China's factory activity picked up pace in June, official data showed Tuesday, although analysts warned weak global demand and a potential coronavirus resurgence are weighing on its longer-term recovery.

The world's second-largest economy has been whirring back to life after the virus and sweeping lockdowns prompted a near-halt in activity at the start of the year.

But economists caution that momentum may weaken in the second half of 2020 as key markets struggle to recover from the crisis and as orders for medical supplies abroad -- which have boosted exports -- peak and fall.

China's Purchasing Managers' Index (PMI), a key gauge of activity in factories, came in at 50.9 points in June, better than the 50.5 forecast in a Bloomberg News poll of analysts and up 0.3 points from May.

Anything above 50 is considered to show expansion.

The non-manufacturing PMI came in at 54.4 points from 53.6, according to the National Bureau of Statistics (NBS).

The readings will be welcomed as the economy slowly emerges from the disease, having shrunk in the first quarter for the first time in decades.

NBS senior statistician Zhao Qinghe noted that the surprise uptick came as "supply and demand continued to pick up" in June, while imports and exports are also looking better as major global markets restart their economies.

 

But he warned there were still "uncertainties", with the import and export indexes below the 50-mark and a larger number of small enterprises reporting a lack of orders.

DATA SHOWN:
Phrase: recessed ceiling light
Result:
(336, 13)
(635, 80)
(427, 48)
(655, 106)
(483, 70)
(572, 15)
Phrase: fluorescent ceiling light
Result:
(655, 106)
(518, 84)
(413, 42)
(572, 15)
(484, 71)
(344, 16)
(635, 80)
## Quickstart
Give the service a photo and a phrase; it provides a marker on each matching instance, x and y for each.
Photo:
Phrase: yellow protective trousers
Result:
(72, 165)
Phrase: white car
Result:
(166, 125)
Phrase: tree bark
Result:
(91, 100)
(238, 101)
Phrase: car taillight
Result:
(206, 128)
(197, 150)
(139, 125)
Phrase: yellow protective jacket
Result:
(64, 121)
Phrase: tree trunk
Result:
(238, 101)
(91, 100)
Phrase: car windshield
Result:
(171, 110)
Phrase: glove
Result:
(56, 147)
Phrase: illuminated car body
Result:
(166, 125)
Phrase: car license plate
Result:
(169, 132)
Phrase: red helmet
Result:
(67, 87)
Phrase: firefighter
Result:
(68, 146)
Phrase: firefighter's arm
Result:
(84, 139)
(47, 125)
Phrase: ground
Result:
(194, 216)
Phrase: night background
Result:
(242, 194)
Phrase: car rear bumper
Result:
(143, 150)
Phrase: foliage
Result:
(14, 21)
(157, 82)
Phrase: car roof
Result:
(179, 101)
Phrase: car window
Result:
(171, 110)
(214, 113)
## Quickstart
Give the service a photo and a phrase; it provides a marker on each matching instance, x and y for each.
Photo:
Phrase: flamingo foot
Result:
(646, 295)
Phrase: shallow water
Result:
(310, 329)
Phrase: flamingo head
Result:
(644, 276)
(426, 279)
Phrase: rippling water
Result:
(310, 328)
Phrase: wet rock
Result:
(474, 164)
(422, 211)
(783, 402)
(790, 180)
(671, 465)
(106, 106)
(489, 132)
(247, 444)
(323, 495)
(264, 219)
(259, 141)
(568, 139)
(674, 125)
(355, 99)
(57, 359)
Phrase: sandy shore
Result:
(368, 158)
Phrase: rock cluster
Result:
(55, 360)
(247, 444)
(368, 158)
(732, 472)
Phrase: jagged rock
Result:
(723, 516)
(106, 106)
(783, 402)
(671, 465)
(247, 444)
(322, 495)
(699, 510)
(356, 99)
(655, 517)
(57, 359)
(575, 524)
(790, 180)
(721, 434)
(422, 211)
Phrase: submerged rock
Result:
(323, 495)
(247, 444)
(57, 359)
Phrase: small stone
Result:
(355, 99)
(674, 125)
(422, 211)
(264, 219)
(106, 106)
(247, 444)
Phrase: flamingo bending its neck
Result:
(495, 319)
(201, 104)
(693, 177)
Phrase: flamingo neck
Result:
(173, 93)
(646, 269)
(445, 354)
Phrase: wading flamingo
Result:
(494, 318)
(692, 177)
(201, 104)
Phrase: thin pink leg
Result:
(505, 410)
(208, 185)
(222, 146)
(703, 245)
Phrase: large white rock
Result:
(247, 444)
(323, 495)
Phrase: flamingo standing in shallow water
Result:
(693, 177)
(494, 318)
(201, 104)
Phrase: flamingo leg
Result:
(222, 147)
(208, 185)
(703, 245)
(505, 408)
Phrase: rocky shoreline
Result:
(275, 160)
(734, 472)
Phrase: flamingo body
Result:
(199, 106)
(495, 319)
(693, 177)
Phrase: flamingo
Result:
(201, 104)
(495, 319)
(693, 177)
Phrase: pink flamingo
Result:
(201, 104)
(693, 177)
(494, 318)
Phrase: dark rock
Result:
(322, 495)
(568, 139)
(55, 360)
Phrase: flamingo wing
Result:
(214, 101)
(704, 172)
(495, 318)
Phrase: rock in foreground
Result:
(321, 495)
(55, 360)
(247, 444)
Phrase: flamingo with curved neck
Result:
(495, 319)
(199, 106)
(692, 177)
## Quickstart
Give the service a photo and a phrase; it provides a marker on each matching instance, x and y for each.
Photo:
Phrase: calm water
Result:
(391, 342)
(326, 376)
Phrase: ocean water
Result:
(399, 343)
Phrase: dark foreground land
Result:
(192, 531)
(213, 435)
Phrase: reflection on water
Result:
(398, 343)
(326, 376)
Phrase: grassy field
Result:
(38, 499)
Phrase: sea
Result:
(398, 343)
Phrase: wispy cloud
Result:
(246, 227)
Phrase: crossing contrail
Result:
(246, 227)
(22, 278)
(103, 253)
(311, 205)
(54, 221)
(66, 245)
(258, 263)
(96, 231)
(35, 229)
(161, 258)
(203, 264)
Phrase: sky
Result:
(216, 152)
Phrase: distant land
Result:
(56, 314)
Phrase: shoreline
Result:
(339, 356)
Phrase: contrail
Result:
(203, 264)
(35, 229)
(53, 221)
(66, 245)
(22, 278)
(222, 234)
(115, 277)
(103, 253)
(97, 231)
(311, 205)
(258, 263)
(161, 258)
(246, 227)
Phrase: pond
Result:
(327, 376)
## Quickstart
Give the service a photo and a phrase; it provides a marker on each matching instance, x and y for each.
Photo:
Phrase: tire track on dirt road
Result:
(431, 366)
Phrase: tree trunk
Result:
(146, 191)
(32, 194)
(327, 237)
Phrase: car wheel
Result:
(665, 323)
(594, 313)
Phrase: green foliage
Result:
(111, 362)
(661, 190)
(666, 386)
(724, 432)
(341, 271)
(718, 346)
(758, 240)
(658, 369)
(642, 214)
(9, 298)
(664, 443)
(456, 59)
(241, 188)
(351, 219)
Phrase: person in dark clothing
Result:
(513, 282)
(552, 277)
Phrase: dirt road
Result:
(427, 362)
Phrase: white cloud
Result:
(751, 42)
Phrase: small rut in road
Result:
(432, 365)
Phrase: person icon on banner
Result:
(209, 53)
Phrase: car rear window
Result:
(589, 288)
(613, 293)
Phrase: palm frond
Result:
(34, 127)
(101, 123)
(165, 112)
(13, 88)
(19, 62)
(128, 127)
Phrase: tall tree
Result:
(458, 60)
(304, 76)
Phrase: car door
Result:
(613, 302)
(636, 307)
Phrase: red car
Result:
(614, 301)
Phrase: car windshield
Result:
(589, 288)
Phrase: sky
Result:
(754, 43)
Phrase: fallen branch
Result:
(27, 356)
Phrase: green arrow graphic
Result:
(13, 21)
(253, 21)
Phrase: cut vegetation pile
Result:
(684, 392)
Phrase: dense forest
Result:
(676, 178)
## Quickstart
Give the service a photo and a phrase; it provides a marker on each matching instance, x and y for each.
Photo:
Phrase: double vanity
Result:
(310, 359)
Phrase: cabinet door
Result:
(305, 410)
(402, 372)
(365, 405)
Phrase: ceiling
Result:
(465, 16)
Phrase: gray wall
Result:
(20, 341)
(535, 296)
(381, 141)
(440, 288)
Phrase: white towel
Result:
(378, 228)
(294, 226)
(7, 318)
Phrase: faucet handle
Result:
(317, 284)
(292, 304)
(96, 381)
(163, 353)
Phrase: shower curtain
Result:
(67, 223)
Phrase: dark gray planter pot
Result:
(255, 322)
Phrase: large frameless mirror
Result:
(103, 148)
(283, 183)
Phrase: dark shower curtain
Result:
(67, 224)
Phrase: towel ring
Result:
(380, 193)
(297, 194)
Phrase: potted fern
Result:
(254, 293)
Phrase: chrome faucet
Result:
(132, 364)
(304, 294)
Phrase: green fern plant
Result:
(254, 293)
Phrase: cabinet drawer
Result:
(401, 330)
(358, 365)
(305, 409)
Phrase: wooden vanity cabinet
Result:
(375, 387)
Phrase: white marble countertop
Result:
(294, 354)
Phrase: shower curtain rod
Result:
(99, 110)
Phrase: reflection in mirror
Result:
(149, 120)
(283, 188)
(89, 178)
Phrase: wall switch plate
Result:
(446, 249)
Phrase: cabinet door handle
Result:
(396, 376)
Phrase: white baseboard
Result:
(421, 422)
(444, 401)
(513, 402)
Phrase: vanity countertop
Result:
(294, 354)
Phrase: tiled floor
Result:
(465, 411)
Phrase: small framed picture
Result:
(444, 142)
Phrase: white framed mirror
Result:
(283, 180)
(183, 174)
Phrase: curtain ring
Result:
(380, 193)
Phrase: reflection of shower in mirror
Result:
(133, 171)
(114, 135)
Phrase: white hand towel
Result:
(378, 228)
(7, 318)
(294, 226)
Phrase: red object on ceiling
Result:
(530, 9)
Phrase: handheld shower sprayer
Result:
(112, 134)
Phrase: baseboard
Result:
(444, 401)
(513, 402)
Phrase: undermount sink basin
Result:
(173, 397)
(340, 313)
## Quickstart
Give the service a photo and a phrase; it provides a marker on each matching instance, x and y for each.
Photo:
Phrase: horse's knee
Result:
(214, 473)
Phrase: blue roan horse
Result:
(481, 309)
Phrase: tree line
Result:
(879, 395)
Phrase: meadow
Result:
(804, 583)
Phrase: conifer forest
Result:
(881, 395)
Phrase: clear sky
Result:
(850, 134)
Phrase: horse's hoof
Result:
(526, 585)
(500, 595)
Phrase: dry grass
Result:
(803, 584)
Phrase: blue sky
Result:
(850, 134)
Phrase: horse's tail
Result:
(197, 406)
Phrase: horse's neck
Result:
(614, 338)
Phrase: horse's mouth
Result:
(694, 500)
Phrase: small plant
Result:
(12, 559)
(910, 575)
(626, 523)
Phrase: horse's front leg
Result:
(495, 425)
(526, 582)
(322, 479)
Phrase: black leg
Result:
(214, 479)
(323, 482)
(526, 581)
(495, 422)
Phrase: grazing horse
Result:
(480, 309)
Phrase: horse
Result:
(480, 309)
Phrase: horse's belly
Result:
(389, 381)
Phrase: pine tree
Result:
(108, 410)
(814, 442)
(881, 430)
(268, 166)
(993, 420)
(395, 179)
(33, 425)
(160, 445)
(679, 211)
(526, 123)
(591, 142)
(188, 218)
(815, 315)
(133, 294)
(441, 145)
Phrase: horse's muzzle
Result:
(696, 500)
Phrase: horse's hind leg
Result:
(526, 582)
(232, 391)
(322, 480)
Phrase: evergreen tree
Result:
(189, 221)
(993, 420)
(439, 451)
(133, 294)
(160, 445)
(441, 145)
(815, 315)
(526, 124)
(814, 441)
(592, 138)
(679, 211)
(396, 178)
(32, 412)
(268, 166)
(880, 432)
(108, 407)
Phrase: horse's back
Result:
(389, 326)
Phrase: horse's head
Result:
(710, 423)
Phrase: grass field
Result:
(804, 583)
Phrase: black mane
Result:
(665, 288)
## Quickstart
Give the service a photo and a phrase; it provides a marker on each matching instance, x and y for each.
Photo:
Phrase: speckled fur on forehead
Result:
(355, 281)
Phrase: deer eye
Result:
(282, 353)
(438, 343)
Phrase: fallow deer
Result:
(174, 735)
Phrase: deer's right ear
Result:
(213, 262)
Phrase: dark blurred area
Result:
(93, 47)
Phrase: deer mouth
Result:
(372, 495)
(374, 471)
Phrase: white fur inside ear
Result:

TASKS:
a. In the report on China's factory activity, what did analysts in the Bloomberg News poll forecast for June's Purchasing Managers' Index?
b. Return the passage of the report on China's factory activity between "China's factory activity" and "of the year.", inclusive.

EXERCISE RESPONSES:
a. 50.5 points

b.
China's factory activity picked up pace in June, official data showed Tuesday, although analysts warned weak global demand and a potential coronavirus resurgence are weighing on its longer-term recovery.

The world's second-largest economy has been whirring back to life after the virus and sweeping lockdowns prompted a near-halt in activity at the start of the year.